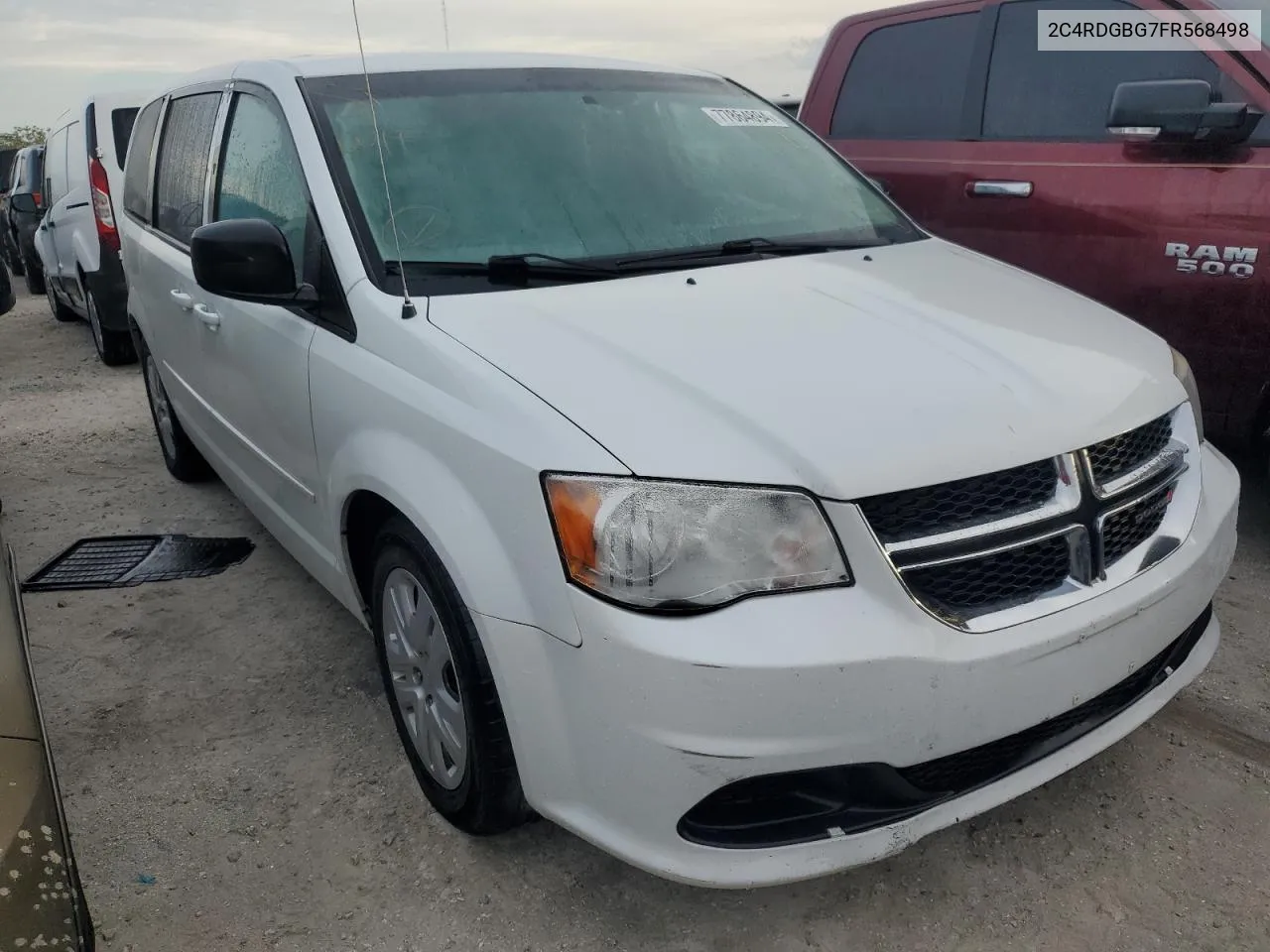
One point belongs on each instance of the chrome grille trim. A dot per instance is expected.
(1065, 499)
(1080, 509)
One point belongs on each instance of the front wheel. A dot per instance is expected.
(440, 688)
(180, 454)
(14, 257)
(113, 347)
(33, 276)
(60, 311)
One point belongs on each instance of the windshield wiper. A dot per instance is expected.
(513, 270)
(742, 248)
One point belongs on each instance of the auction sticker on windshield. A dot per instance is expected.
(743, 117)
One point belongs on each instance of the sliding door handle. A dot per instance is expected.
(1010, 189)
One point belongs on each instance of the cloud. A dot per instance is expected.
(80, 46)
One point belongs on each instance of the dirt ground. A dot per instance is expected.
(227, 738)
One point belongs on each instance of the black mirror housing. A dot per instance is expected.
(1178, 111)
(244, 259)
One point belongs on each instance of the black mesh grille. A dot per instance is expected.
(1132, 527)
(993, 580)
(931, 509)
(1114, 457)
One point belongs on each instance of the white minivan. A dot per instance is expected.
(77, 240)
(695, 497)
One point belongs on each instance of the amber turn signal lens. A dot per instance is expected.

Problem statement
What is wanted is an exact repetition of the lines from the one with "One point belongs on each instance of the black mesh" through the last line of the material above, both ends included.

Solution below
One point belongs on each instance of the black mesh grille. A dot per instance is expected.
(1132, 527)
(993, 580)
(931, 509)
(1114, 457)
One point belongs on each instance of the white minivan. A dot per instance is expected.
(77, 240)
(695, 497)
One point belongs on each instance of the amber turn signal lens. A dot per instance is expected.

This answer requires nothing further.